[Dataset items]
◆ ◆ ◆

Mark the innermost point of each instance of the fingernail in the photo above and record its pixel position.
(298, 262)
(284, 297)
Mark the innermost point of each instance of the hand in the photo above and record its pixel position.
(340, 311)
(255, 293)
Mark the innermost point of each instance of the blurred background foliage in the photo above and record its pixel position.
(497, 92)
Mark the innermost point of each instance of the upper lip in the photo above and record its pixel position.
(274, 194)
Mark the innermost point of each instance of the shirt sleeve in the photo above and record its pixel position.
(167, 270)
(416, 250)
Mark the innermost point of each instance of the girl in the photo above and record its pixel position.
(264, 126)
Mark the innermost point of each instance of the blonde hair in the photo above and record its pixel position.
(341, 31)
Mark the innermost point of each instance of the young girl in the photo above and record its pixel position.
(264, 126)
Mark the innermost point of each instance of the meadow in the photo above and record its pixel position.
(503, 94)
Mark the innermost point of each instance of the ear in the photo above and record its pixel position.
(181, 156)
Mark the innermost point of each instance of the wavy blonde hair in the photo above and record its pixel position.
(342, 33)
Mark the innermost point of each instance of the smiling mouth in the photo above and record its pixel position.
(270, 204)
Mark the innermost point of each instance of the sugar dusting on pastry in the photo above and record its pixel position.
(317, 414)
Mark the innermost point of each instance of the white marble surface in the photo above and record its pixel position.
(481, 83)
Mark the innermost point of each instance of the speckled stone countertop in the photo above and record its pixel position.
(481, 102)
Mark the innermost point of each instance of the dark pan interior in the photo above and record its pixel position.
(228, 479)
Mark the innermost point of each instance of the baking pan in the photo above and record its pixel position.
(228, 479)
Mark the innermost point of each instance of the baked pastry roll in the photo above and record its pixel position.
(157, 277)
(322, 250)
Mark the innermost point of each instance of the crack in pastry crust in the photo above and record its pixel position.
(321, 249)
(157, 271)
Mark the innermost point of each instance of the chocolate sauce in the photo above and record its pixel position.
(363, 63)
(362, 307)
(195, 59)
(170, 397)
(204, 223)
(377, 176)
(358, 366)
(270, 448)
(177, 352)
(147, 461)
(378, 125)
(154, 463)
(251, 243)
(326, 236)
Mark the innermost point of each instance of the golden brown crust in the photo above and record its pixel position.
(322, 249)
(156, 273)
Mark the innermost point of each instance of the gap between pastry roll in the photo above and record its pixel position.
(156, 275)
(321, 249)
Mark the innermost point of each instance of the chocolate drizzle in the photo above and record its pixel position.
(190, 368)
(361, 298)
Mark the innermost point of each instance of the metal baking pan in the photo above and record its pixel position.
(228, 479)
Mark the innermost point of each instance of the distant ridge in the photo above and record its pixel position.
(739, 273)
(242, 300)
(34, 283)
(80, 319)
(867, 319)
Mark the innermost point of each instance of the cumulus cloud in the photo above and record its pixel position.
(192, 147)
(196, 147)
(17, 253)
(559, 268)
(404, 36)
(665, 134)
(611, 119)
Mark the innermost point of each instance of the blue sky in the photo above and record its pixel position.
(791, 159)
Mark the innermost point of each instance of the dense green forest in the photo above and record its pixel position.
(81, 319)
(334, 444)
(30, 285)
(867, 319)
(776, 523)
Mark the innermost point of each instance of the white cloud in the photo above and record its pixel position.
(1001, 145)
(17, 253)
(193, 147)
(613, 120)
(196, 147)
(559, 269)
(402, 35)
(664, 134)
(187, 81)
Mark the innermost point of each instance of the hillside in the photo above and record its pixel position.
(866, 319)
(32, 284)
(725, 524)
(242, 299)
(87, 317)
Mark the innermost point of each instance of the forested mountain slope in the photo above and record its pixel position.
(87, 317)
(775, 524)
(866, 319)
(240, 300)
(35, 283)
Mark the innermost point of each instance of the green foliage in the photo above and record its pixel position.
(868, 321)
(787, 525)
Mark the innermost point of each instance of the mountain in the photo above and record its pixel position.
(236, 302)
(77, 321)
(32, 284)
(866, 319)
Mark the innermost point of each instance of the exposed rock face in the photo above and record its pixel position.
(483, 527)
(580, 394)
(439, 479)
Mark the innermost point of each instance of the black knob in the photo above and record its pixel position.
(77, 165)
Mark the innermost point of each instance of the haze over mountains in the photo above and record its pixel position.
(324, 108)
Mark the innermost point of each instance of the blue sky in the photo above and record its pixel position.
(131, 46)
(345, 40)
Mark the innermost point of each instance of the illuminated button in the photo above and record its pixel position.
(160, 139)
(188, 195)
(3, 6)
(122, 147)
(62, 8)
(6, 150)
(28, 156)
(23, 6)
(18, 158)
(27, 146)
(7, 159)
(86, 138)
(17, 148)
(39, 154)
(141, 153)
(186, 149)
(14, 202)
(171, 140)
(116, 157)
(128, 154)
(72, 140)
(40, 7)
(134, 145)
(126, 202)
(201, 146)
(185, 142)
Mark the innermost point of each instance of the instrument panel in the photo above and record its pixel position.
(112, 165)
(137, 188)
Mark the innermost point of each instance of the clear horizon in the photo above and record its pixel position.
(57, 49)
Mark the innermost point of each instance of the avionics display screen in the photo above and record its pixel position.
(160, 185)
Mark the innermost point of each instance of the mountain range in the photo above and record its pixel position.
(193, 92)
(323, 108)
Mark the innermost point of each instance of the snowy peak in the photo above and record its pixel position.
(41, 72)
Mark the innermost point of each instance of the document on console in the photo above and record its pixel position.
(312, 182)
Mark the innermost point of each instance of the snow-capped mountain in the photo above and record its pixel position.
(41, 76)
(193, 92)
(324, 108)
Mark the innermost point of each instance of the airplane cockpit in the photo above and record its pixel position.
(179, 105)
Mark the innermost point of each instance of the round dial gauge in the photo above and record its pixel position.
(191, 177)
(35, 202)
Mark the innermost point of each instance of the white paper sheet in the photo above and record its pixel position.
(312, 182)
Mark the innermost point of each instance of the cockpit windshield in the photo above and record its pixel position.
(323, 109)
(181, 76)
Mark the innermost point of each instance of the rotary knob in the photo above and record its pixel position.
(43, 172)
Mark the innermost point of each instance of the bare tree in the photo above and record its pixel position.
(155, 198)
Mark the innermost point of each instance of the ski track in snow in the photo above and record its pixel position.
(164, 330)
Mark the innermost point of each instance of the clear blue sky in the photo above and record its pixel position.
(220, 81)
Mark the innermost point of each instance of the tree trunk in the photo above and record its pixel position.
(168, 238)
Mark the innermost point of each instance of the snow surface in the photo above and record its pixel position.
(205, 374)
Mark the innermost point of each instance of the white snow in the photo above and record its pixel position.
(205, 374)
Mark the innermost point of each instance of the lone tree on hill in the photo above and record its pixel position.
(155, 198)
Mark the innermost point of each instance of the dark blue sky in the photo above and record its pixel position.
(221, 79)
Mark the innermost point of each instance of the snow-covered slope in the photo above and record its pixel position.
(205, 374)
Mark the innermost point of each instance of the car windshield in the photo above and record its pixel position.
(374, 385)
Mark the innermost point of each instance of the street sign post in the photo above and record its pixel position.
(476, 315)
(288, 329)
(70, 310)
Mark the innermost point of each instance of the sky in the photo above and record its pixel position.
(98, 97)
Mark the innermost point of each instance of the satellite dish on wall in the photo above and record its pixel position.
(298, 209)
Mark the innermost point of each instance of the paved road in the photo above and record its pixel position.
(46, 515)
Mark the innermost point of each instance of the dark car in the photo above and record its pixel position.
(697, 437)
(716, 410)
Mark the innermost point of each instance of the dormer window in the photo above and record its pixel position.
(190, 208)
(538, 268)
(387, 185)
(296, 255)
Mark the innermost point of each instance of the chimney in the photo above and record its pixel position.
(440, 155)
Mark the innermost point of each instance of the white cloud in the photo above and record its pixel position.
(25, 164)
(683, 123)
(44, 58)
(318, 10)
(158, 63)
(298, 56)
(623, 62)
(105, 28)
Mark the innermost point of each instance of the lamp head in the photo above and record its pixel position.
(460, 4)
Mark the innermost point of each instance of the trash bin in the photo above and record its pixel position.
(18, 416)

◆ ◆ ◆

● TASK STATEMENT:
Reproduce the material word for word, from the line containing "Mark the innermost point of each instance of the chimney" down to its final line.

● WORKED ANSWER:
Mark the innermost point of each instance of the chimney in the photo above and record its pixel position.
(440, 155)
Mark the innermost point of each instance of the white cloud in the photo above and record its pixel position.
(25, 164)
(683, 123)
(44, 58)
(318, 10)
(158, 63)
(298, 56)
(623, 62)
(105, 28)
Mark the innermost point of each instance of the lamp head in the photo above and record its pixel position.
(460, 4)
Mark the innermost point of each instance of the trash bin in the photo above and record its pixel position.
(18, 416)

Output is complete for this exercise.